Exercise description:
Find each line in the items below that contains the word "water" and copy it out in full. Case counts.
— start of Stored records —
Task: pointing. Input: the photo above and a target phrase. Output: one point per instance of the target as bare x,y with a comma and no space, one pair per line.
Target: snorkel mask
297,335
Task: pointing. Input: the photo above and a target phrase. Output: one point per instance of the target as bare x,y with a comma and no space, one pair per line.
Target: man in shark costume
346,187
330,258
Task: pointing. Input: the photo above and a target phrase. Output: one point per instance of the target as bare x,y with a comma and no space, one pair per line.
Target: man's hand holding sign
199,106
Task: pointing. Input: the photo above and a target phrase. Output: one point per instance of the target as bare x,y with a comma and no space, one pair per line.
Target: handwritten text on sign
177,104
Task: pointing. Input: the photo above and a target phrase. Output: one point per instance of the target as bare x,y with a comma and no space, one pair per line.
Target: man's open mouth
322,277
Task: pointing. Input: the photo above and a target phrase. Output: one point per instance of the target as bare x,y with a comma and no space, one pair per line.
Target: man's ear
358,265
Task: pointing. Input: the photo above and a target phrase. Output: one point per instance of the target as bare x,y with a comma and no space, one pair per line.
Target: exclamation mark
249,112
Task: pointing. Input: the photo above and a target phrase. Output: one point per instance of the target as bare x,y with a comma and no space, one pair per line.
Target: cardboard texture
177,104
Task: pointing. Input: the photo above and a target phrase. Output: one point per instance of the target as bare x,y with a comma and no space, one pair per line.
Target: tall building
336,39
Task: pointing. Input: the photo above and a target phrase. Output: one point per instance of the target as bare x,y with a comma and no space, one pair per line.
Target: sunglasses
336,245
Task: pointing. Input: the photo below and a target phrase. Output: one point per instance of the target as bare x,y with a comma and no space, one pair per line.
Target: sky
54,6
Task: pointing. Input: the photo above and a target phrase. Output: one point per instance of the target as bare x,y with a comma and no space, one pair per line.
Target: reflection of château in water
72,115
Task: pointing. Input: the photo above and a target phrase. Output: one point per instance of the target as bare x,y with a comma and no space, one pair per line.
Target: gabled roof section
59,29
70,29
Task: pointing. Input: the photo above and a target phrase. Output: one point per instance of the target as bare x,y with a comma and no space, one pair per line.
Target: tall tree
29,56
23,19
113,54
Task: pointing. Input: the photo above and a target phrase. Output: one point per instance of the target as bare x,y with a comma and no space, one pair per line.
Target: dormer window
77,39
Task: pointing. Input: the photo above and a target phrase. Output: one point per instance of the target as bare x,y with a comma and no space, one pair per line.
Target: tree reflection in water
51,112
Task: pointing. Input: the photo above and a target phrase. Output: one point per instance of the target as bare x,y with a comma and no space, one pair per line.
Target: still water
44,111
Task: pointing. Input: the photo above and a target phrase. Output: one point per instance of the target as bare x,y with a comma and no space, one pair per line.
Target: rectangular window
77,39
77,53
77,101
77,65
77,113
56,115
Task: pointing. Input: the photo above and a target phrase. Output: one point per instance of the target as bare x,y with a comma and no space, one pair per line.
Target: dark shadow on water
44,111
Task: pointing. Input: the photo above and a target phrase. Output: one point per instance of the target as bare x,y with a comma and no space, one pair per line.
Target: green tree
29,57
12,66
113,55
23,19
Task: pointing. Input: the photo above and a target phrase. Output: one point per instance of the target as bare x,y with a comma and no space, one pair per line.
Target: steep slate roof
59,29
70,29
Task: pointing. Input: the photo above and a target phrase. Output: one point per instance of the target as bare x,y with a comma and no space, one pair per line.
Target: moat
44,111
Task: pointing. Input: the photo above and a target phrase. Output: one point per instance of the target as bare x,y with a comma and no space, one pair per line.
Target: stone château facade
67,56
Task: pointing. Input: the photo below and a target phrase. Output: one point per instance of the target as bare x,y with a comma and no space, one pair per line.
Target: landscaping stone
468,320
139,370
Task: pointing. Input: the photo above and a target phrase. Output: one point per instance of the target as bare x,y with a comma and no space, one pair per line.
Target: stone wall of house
— end of Stored records —
Complete response:
Target: reflection of château in water
Target: tree reflection in water
Target: still water
Target: dark shadow on water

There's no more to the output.